-- BEGIN --

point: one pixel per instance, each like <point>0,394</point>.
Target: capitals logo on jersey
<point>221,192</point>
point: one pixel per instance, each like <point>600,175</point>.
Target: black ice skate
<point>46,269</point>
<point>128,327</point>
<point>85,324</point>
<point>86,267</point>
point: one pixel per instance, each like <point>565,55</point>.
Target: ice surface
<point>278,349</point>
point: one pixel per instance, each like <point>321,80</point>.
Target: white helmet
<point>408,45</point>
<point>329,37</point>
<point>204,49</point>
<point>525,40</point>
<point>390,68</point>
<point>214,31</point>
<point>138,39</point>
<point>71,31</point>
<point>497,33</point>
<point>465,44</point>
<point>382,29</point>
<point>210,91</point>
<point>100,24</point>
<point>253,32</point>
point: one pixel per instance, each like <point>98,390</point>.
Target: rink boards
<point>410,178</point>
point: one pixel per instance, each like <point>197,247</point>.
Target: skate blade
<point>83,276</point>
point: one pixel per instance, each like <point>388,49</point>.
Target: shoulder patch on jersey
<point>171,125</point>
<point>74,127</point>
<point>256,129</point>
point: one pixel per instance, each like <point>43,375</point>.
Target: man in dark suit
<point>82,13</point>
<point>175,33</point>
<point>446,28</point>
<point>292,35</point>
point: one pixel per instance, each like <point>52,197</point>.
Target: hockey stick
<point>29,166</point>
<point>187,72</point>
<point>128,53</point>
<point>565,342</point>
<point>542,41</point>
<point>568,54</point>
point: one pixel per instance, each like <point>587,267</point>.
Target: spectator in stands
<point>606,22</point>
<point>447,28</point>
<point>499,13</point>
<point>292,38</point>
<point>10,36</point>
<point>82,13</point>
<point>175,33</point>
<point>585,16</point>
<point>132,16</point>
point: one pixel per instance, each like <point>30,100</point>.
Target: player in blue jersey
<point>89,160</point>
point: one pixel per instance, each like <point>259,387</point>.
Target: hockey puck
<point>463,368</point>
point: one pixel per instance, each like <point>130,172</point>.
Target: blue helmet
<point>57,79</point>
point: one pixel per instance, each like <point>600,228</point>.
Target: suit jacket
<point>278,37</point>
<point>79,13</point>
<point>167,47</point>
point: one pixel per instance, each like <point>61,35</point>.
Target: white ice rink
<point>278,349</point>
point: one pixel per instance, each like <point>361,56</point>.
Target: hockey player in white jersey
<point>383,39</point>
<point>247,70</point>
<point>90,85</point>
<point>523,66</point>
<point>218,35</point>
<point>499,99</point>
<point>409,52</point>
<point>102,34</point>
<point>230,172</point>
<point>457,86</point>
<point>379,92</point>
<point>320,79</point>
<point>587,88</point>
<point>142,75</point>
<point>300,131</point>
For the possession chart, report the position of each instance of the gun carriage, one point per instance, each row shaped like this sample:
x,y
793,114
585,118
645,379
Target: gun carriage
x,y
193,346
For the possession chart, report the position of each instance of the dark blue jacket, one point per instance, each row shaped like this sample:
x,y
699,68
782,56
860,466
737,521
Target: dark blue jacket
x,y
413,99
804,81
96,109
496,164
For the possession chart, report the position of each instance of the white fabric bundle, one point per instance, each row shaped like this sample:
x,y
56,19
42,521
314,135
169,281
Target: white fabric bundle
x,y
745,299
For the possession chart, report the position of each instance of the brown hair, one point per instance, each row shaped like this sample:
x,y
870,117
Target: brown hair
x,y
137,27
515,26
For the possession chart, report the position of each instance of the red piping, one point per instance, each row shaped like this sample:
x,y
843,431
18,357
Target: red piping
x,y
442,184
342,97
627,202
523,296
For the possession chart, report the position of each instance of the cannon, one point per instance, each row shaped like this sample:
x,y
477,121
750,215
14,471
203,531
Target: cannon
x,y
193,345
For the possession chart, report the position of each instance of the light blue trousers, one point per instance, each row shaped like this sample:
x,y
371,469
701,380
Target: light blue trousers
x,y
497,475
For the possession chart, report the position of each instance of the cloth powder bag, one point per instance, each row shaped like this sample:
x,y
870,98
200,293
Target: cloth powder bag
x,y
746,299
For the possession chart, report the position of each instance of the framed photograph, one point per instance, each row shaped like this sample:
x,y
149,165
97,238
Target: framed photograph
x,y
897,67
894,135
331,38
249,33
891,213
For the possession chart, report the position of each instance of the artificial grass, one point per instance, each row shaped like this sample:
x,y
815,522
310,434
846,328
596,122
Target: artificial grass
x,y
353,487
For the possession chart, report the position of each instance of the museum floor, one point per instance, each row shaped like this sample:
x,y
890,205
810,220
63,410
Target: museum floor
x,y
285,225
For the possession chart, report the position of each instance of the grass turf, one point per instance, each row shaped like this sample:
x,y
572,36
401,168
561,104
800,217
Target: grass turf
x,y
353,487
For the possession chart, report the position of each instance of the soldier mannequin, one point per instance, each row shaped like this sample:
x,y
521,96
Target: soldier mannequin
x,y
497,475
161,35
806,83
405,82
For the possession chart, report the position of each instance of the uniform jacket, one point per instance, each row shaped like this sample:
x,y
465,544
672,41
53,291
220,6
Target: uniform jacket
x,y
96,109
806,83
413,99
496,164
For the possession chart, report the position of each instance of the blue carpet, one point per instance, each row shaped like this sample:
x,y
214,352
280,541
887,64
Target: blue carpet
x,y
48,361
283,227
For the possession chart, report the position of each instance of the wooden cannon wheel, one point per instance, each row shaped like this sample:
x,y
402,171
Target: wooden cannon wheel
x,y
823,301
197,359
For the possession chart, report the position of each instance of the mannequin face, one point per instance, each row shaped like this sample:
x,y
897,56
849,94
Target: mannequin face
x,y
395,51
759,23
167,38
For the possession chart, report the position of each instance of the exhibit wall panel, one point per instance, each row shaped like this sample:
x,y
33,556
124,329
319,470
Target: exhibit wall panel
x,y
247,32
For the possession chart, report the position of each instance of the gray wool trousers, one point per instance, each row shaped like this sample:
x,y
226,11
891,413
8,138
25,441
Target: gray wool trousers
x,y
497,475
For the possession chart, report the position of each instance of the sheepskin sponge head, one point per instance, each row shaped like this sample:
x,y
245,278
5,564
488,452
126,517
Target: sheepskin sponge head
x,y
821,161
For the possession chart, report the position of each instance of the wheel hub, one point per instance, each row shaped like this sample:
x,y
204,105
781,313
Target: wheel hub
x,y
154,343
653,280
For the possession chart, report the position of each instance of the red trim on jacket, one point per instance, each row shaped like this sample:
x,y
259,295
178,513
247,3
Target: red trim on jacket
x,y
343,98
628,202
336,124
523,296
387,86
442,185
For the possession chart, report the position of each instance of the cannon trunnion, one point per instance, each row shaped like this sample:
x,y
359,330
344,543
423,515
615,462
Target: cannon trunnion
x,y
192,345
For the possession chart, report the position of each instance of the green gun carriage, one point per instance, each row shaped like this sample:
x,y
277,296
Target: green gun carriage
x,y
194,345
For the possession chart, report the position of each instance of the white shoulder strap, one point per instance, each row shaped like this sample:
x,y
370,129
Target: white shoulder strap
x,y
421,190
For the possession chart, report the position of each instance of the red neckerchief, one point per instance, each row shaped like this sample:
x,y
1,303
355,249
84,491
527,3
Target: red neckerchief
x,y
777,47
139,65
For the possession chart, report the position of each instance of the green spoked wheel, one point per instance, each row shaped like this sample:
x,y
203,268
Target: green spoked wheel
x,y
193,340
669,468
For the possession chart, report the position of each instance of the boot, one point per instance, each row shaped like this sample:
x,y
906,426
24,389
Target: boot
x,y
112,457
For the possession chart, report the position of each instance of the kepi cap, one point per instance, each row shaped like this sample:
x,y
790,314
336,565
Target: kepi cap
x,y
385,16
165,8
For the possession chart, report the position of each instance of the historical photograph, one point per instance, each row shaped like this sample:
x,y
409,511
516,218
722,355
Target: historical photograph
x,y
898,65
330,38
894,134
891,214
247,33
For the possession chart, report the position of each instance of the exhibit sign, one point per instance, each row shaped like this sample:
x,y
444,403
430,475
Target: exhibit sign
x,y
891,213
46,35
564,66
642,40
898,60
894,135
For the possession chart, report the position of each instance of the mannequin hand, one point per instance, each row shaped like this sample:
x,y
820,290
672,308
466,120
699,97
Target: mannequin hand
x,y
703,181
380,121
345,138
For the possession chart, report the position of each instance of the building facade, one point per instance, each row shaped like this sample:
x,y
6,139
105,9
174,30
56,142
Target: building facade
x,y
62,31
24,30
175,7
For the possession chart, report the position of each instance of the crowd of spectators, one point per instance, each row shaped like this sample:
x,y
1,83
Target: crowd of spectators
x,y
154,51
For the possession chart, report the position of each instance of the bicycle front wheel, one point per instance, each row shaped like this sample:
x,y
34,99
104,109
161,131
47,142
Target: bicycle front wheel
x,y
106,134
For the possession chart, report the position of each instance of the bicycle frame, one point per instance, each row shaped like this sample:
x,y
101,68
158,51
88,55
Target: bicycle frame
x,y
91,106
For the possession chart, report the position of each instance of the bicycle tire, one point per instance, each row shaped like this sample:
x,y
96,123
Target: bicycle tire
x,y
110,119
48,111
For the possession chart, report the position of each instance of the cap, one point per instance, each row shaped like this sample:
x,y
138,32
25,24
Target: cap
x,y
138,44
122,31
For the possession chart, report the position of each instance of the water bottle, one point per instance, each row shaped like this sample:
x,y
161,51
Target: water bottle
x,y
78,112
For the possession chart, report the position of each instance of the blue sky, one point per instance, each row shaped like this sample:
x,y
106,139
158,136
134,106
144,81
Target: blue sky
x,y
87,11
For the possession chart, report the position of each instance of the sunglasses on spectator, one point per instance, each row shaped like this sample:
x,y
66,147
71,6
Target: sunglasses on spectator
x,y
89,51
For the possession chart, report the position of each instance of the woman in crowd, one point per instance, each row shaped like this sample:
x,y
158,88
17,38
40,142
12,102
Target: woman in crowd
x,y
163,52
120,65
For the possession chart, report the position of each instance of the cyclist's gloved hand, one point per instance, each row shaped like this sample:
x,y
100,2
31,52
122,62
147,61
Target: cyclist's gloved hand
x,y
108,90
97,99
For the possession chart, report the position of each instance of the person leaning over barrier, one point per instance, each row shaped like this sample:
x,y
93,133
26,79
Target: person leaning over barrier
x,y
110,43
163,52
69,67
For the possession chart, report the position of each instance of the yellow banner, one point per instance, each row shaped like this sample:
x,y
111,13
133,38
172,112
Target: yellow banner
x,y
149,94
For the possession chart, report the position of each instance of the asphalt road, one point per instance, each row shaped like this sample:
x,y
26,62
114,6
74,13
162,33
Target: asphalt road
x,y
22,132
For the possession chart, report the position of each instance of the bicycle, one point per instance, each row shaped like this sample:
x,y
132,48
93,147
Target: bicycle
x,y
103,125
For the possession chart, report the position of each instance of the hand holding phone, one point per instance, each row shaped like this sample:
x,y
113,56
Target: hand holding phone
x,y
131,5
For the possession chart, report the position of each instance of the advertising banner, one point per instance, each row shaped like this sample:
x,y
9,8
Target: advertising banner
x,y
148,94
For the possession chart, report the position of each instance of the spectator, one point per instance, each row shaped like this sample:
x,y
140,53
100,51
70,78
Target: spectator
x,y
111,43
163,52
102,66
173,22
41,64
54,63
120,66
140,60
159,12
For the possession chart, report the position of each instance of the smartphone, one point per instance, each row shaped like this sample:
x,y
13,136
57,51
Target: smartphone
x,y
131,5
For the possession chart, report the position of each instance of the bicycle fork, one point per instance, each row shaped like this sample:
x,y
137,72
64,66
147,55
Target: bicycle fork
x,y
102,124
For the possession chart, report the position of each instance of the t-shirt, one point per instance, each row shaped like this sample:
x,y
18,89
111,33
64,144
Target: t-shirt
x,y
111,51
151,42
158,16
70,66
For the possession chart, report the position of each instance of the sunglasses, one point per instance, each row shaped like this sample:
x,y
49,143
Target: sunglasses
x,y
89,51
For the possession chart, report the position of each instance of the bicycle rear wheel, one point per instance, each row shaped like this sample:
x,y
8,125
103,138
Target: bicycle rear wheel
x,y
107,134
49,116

-- END --

● **AIM OF THE EXERCISE**:
Rescale the material above, from the line containing "bicycle fork, one" through the end, both ends included. Repeat every line, requests included, but multiply each point coordinate in the answers by 1.45 and round to whole numbers (halves up), leaving the requests and their sample rows as they are.

● **ANSWER TO THIS TASK**:
For the possession chart, report the position of each instance of the bicycle fork, one point per instance, each row shaped like this sample:
x,y
137,72
64,66
147,55
Target: bicycle fork
x,y
148,180
For the possession chart, report the position of each instance of the t-shirt, one point per instance, each row shaped like this sample:
x,y
18,89
111,33
64,144
Target: t-shirt
x,y
161,74
219,61
229,23
102,96
For the possession chart, report the position of each instance of the sunglasses, one point per instance, each row shaped like this sample:
x,y
49,143
Target: sunglasses
x,y
129,74
For the possession chart, report the position of each instance of the bicycle rear wheel, one point per instance, each row shaped like this sample:
x,y
8,125
103,138
Target: bicycle rear wheel
x,y
155,194
71,168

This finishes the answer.